--- START ---

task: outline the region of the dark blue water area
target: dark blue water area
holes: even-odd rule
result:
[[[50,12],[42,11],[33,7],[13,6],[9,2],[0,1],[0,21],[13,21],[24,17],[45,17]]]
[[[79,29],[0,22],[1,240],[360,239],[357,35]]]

--- END ---
--- START ---

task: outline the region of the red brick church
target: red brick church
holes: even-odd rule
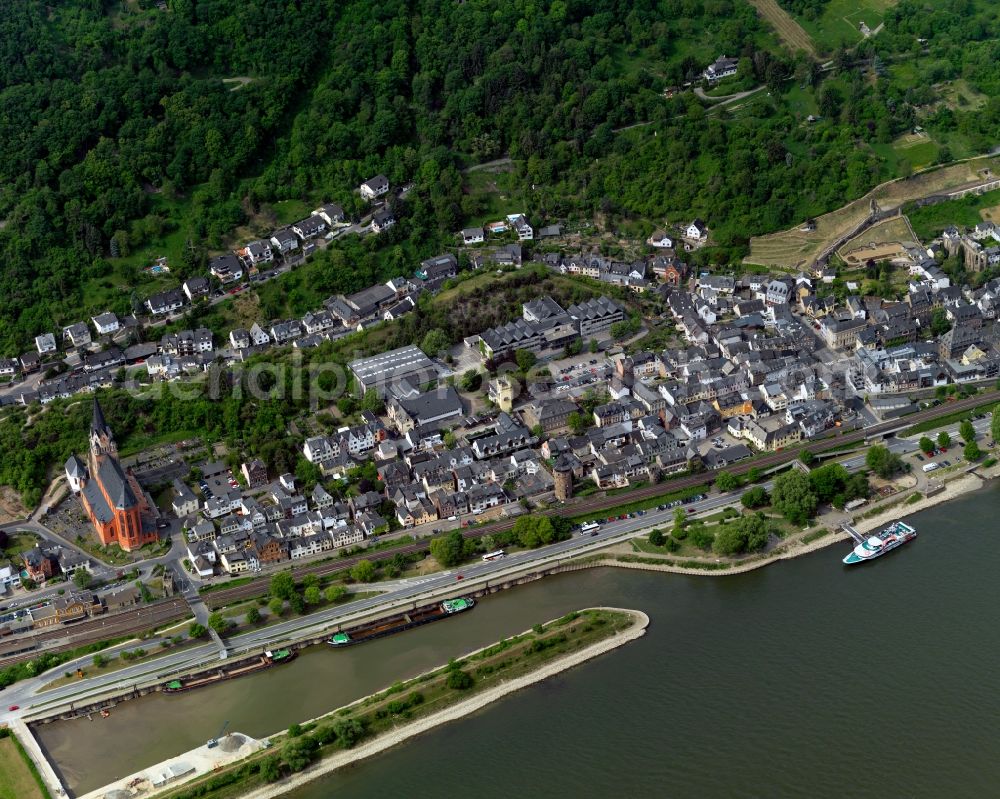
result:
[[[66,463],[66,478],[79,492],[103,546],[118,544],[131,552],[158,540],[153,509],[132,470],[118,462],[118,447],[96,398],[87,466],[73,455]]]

--- END ---

REQUIRED WORK: Every line with the string "water" in the material should be returned.

RESULT OF THIS EXERCISE:
task: outline the region of the dark blue water area
target: dark blue water area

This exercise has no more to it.